* [Extracted text]:

BEGIN

2.15 EXPLAIN Statement
Explain Statement’ returns a plan to execute a statement. You can review the query plan generated by the Explain statement to check whether the query is performing efficiently or not. You can also alter the query and/or (pronounced as and or) the schema, if they are not performing as expected. Some performance enhancement steps that can be initiated are as follows: • Change the tests in the WHERE clause, • Add hints to make join operations more efficient, • Introduce sub queries, • Change the order of tables in a join operation, • Add or change partitioning for a table, and • Collect column statistics and/or (pronounced as and or) table statistics in Hive An example of EXPLAIN statement is given on the screen. The EXPLAIN Statement notifies if table or column statistics are missing from any table involved in the query. These statistics are important for optimizing queries involving large tables or multi-table joins. Let us learn about the ‘Show Table’ Statement in the next screen.
2.16 SHOW TABLE Statement
You can see all the tables and views present inside a database by executing the Show Table command. Now the question arises ‘what happens when the authorization in the database is enabled?’ When the authorization is enabled, the SHOW table command displays only those objects for which you have privilege. Let us learn about the Insert Statement in the next screen.
2.17 INSERT Statement
INSERT statement is used to insert data into tables and partitions. The two types of INSERT statements are as follows: The INSERT INTO syntax appends data to a table. In this syntax, the existing data files are left untouched whereas, the inserted data is put into one or more new data files. The other INSERT statement that is the INSERT OVERWRITE syntax, replaces the data in the table. The overwritten data files are deleted immediately thus, they do not go through the HDFS trash mechanism. The general syntax of using the INSERT Statement is given on the screen. Let us look at a few examples of the Insert Statement in the next screen.
2.18 INSERT Statement - Examples
Some examples of ‘INSERT statement’ are as follows: First statement is for inserting a row into table called sample. The second Insert statement is for inserting two rows in the table. The third Insert command is for inserting data in Partition. Let us learn about the Select Statement in the next screen.

END

* [Aim 1]:
In the SQL statements text, what happens to overwritten data files when the INSERT OVERWRITE syntax is used?

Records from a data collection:

BEGIN

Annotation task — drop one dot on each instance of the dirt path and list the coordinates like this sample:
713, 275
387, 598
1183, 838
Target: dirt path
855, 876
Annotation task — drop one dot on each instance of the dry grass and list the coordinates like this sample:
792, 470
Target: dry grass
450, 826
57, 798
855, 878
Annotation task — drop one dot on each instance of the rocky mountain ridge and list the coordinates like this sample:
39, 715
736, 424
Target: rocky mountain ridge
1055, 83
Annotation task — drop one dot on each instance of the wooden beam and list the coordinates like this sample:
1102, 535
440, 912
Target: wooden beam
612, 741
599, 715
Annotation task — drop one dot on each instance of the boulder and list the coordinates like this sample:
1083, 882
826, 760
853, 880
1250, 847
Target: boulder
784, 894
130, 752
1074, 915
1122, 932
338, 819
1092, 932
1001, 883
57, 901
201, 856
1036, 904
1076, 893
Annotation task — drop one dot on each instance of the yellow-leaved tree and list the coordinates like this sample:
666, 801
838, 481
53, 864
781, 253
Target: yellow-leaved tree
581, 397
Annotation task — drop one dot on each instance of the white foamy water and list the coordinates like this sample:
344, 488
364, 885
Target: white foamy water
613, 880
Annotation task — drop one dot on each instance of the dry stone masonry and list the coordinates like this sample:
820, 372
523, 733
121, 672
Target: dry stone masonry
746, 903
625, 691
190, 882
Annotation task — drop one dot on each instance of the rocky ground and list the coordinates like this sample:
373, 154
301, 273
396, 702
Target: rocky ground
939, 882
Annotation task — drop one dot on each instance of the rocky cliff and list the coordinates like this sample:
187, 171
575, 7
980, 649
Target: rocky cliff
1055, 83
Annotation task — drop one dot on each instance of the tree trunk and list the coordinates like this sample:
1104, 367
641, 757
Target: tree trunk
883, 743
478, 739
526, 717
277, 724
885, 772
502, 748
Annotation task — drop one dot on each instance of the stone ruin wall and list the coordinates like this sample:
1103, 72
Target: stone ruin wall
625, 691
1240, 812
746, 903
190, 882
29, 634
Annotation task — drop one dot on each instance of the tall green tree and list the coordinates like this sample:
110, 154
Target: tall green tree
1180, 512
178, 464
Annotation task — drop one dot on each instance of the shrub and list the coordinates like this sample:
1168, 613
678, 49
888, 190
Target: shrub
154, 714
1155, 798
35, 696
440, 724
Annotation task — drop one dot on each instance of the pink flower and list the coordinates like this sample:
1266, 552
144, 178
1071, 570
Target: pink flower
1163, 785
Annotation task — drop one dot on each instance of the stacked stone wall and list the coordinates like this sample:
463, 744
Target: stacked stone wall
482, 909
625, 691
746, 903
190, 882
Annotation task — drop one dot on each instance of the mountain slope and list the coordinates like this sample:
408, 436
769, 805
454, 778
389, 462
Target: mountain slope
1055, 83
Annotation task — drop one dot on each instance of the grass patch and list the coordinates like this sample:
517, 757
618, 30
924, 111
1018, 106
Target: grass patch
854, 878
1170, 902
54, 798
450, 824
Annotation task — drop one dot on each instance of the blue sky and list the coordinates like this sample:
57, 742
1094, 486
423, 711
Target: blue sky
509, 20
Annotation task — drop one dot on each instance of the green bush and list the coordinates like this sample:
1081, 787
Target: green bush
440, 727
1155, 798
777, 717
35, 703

END

* [Aim 2]:
Reproduce the records starting at the line that contains "of the green" and ending at the last line of the records, request included. Multiply every coordinate in the answers by 0.65 and round each to a whole number, halves up, leaving the sample coordinates as they are.

* [Exercise result 1]:
They are deleted immediately, so they do not go through the HDFS trash mechanism.

* [Exercise result 2]:
Annotation task — drop one dot on each instance of the green bush and list the coordinates like this sample:
1081, 787
Target: green bush
286, 473
751, 519
505, 466
23, 457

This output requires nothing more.